Texte de la page >>

Le jour de la Toussaint [1840]. — Il y a deux ans, ce même jour, à la même heure, dans le salon indien à Paris, le frère que j’aime tant causait intimement avec moi de sa vie, de son avenir, de son mariage qui s’allait faire, de tant de choses venant de son cœur et qu’il reversait dans le mien. Quel souvenir, mon Dieu ! et comme il se lie à la triste et religieuse solennité de ce jour, la fête des saints, la mémoire des morts et des amis disparus ! C’est pour tout cela et pour je ne sais quoi encore que j’écris, que je reprends ce Journal délaissé, ce mémorandum qu’il aimait, qu’il m’avait dit de lui faire, que je veux faire en effet pour Maurice au ciel. S’il y a, comme je le crois, des rapports entre ce monde et l’autre, si le lieu des âmes a des affinités avec celui-ci, il s’ensuit que notre vie se lie encore à ceux avec qui nous vivions, qu’ils participent à notre existence à la façon divine, par amour, et qu’ils s’intéressent à ce que nous faisons ; il me semble que Maurice me voit faire, et cela me soutient pour faire sans lui ce que je faisais avec lui.

Journée de prières, d’élévations en haut parmi les saints, ces bienheureux sauvés ; médité sur leur vie. Que j’aime à voir qu’ils étaient comme nous, et ainsi que nous pouvons être comme eux !


Le jour des morts. — Que ce jour est différent des autres, à l’église, dans l’âme, dehors, partout ! Ce qu’on sent, ce qu’on pense, ce qu’on revoit, ce qu’on regrette ne peut se dire. Il n’y a d’expression à tout cela que dans la prière et dans quelque écriture intime. Je n’ai pas écrit ici, mais à quelqu’un à qui j’ai promis, tant que je vivrai, une lettre le jour des morts, hélas !


Le 6 [novembre]. — Aujourd’hui vendredi et jour de courrier j’attendais je ne sais quoi, mais j’attendais quelque chose. Et en effet il m’est venu un journal de Bretagne, touchant envoi d’un ami de Maurice. Ce n’est pas que le cœur se réjouisse de quoi que ce soit de ce monde, mais ce qui touche à sa douleur le réveille et il se plaît en cela. M. de La Morvonnais, en me parlant de Maurice, en m’envoyant ce qu’il en écrit, me touche comme quelqu’un qui porte des offrandes sur un cercueil.


Le 9. — Écrit à Louise, cette amie de jeunesse, gaie, riante et heureuse naguère, et qui me dit : « Consolez-moi. » Personne donc ne se passe de larmes ! Mon Dieu, consolez tous ces affligés, tous ces cœurs douloureux qui aboutissent au mien et viennent s’y reposer ! « Écrivez-moi, me dit-on, vos lettres me font du bien. » Eh ! quel bien ? Je ne m’en trouve aucun pour moi-même.


Le 10. — Qu’ai-je fait aujourd’hui ? Assez, si je trouvais quelque intérêt à le dire.

Lignes de données >>
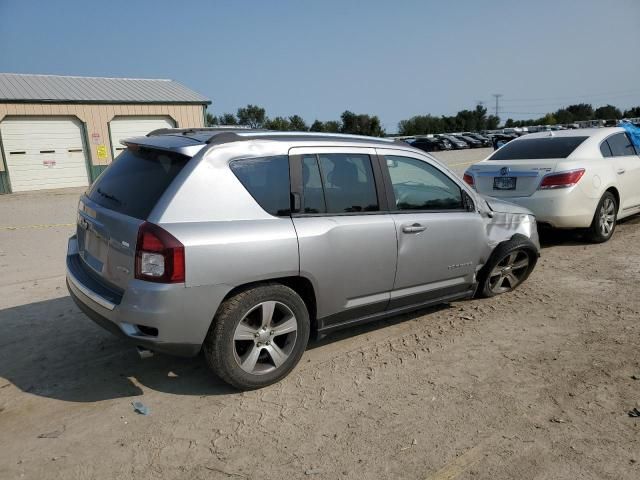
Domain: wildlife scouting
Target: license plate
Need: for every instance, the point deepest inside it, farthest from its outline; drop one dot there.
(504, 183)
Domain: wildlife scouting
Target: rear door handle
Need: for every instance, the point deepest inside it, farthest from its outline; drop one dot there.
(415, 228)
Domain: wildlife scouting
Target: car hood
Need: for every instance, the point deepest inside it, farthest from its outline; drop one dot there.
(504, 207)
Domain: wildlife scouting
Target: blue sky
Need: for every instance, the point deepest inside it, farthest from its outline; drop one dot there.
(394, 59)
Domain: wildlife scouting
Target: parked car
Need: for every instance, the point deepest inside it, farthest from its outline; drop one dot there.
(485, 141)
(500, 139)
(431, 144)
(472, 142)
(455, 142)
(587, 178)
(245, 243)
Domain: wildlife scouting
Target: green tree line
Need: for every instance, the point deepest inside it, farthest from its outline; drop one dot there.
(465, 120)
(256, 117)
(576, 113)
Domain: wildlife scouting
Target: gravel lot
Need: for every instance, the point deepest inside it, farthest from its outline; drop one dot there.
(535, 384)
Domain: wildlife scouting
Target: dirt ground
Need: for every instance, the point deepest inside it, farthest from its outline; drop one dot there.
(534, 384)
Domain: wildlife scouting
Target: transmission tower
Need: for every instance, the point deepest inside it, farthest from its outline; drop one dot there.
(497, 97)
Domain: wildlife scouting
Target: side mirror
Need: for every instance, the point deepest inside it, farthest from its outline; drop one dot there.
(467, 202)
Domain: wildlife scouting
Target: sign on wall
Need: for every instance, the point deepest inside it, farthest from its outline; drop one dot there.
(101, 150)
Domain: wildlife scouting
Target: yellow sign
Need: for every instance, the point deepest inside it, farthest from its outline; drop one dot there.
(101, 150)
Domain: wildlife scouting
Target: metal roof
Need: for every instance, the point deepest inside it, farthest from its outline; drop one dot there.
(16, 87)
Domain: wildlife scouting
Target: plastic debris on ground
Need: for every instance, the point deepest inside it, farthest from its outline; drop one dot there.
(140, 408)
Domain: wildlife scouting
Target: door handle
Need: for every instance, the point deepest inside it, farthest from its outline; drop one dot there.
(415, 228)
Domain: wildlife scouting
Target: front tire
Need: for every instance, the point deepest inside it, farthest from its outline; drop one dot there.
(510, 264)
(605, 219)
(258, 336)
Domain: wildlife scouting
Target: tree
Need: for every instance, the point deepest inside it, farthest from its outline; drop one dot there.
(332, 126)
(420, 125)
(227, 119)
(564, 116)
(278, 123)
(210, 120)
(252, 116)
(317, 126)
(607, 112)
(548, 119)
(361, 124)
(632, 112)
(580, 111)
(492, 122)
(297, 124)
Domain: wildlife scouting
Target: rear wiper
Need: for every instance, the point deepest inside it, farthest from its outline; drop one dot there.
(109, 196)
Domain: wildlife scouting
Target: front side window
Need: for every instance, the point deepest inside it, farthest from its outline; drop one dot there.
(338, 183)
(620, 145)
(418, 185)
(605, 149)
(267, 180)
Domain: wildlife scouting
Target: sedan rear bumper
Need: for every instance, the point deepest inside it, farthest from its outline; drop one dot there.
(560, 208)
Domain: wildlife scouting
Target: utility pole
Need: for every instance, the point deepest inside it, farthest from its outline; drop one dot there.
(497, 96)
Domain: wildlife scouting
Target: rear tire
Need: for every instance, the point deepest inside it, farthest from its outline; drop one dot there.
(258, 336)
(605, 219)
(510, 264)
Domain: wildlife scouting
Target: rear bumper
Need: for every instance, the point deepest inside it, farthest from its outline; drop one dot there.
(177, 349)
(560, 208)
(167, 318)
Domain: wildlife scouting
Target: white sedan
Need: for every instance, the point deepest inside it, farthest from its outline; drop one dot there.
(585, 178)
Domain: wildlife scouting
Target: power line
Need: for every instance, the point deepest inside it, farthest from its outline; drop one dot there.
(569, 98)
(497, 97)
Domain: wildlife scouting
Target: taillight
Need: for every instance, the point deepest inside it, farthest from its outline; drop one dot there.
(468, 179)
(159, 255)
(561, 180)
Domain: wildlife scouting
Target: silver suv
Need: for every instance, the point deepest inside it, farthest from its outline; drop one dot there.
(244, 243)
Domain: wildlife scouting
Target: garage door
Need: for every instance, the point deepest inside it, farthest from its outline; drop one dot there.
(44, 152)
(127, 127)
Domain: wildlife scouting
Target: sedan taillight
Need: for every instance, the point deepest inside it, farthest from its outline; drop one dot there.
(561, 180)
(468, 179)
(159, 255)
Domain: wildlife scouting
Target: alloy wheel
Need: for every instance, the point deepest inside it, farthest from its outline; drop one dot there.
(607, 217)
(509, 272)
(265, 337)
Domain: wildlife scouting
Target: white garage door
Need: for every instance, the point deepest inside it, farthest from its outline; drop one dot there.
(127, 127)
(44, 152)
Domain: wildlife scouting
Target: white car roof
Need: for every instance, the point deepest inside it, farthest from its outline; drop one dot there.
(597, 133)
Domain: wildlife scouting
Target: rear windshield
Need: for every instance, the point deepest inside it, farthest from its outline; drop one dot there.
(136, 180)
(537, 148)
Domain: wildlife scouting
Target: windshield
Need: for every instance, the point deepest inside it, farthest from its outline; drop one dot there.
(135, 181)
(538, 148)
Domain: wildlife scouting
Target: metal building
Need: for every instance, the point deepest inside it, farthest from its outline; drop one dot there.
(60, 131)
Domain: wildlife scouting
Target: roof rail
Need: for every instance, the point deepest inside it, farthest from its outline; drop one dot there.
(187, 131)
(231, 133)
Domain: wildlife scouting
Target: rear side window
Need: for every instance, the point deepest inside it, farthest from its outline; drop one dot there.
(538, 148)
(135, 181)
(338, 183)
(605, 149)
(267, 180)
(420, 186)
(620, 145)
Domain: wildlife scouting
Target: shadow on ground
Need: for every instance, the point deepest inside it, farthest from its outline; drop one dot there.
(53, 350)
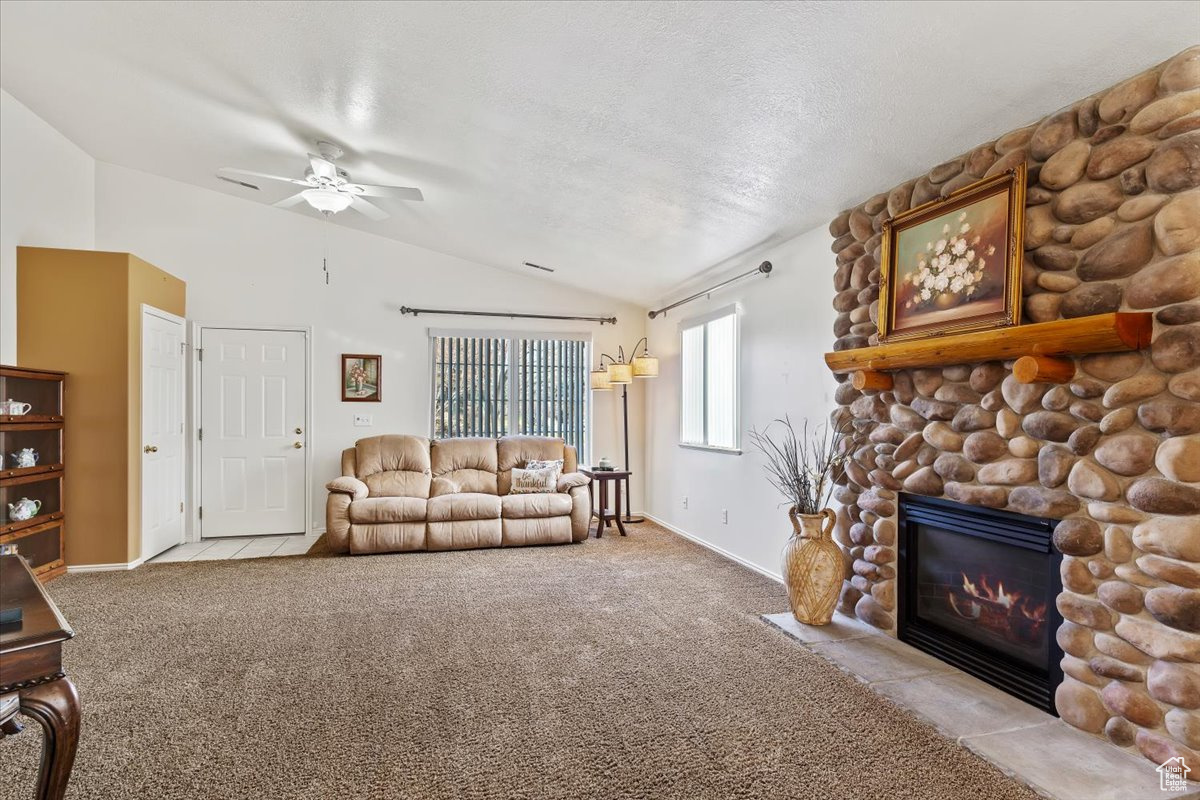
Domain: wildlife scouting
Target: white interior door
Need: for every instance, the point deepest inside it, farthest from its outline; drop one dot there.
(253, 410)
(162, 431)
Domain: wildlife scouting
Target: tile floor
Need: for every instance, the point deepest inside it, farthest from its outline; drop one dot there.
(1014, 737)
(240, 547)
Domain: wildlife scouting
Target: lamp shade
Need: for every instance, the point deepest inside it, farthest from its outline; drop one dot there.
(646, 366)
(621, 373)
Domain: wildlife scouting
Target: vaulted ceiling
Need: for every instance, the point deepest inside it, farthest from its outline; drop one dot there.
(631, 146)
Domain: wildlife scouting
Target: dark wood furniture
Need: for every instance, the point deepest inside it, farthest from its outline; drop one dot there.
(604, 477)
(31, 667)
(40, 537)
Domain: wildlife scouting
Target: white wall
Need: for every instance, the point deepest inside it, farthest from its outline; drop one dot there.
(47, 199)
(785, 329)
(246, 263)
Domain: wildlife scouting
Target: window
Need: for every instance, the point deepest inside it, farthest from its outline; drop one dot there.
(709, 386)
(496, 384)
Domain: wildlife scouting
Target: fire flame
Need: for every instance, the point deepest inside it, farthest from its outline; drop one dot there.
(1013, 601)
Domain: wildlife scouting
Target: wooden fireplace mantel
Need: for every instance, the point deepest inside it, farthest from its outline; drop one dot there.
(1038, 349)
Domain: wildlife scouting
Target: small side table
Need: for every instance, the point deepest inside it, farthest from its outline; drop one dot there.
(605, 476)
(31, 668)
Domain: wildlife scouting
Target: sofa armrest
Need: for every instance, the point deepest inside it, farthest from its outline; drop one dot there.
(346, 485)
(581, 512)
(568, 481)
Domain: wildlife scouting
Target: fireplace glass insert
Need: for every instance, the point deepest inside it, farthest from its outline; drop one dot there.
(977, 590)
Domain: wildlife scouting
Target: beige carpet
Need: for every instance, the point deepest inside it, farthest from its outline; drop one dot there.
(617, 668)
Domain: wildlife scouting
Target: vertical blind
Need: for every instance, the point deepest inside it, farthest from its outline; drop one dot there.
(708, 398)
(496, 385)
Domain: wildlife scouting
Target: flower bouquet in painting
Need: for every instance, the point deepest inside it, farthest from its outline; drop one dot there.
(954, 265)
(952, 270)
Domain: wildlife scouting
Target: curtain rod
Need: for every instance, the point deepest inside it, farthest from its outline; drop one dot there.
(414, 312)
(765, 268)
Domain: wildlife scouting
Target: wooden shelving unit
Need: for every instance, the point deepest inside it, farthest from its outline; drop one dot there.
(40, 537)
(1038, 348)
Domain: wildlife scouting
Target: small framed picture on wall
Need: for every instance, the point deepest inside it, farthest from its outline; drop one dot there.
(954, 265)
(360, 378)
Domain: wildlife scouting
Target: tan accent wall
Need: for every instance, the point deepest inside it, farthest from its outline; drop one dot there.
(81, 312)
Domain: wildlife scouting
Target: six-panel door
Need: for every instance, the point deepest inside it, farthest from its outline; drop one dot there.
(252, 432)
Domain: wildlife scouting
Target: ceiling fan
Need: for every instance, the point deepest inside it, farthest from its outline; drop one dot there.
(328, 187)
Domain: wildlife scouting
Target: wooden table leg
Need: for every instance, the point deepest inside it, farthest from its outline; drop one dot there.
(604, 507)
(55, 707)
(621, 525)
(592, 503)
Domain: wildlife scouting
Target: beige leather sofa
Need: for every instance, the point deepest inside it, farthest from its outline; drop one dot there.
(407, 493)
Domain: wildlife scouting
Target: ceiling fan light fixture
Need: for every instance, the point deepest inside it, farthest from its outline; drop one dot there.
(327, 200)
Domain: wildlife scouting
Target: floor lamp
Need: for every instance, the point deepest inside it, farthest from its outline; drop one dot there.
(622, 373)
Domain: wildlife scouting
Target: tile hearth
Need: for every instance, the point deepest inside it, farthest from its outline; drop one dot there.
(1030, 745)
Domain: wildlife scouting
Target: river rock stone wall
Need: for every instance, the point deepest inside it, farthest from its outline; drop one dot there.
(1113, 222)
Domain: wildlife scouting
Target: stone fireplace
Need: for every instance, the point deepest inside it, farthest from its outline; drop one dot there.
(978, 589)
(1110, 457)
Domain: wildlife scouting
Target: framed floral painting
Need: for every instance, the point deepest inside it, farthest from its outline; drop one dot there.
(360, 378)
(954, 265)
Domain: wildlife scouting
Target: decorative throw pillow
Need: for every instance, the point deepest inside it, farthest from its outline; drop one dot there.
(557, 465)
(534, 481)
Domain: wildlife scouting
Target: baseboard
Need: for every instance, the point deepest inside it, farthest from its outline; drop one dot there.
(103, 567)
(719, 551)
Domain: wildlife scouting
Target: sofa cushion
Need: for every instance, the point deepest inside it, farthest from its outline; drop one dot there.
(394, 465)
(515, 451)
(375, 510)
(471, 505)
(537, 530)
(388, 537)
(463, 465)
(522, 506)
(462, 534)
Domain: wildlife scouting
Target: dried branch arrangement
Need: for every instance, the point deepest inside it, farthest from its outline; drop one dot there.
(804, 467)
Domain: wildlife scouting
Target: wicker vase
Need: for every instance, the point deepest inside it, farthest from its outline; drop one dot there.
(813, 567)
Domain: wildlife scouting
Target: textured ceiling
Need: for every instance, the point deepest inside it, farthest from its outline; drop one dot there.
(633, 146)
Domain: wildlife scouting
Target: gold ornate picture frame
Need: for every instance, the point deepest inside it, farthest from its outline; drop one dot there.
(953, 265)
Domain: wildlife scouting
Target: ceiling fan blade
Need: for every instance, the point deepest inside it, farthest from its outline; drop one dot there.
(288, 202)
(369, 209)
(323, 167)
(238, 182)
(229, 172)
(401, 192)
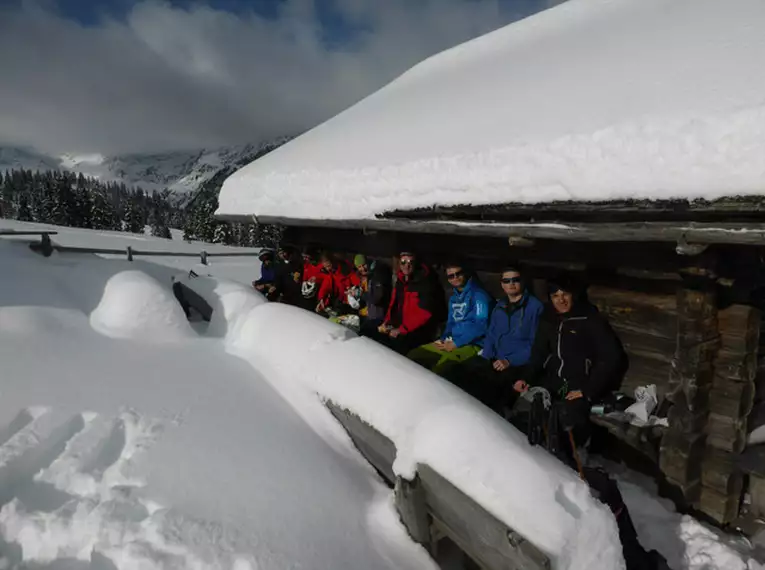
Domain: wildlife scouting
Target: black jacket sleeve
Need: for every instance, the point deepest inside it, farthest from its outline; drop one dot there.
(540, 352)
(610, 359)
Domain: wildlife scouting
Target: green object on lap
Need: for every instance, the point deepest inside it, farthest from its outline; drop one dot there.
(440, 361)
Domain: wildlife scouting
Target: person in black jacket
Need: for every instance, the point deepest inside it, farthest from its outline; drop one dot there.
(289, 276)
(576, 356)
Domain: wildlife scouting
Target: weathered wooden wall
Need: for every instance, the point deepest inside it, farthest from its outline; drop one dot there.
(731, 397)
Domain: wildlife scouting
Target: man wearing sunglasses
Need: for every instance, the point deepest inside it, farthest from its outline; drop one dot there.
(370, 289)
(466, 325)
(415, 307)
(506, 347)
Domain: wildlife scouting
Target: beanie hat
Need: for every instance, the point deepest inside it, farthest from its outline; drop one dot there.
(565, 283)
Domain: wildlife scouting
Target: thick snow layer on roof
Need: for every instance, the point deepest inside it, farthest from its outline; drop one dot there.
(123, 446)
(590, 100)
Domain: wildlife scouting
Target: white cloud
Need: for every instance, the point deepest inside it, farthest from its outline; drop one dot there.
(169, 78)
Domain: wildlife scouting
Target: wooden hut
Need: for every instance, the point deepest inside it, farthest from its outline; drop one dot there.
(638, 171)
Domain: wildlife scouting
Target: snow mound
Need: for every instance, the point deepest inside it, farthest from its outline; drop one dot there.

Objectif >> D'après le texte de la page, à qui l'entrée du 9 dit-elle avoir écrit ? On peut se passer des lignes.

Solution >> À Louise, une amie de jeunesse.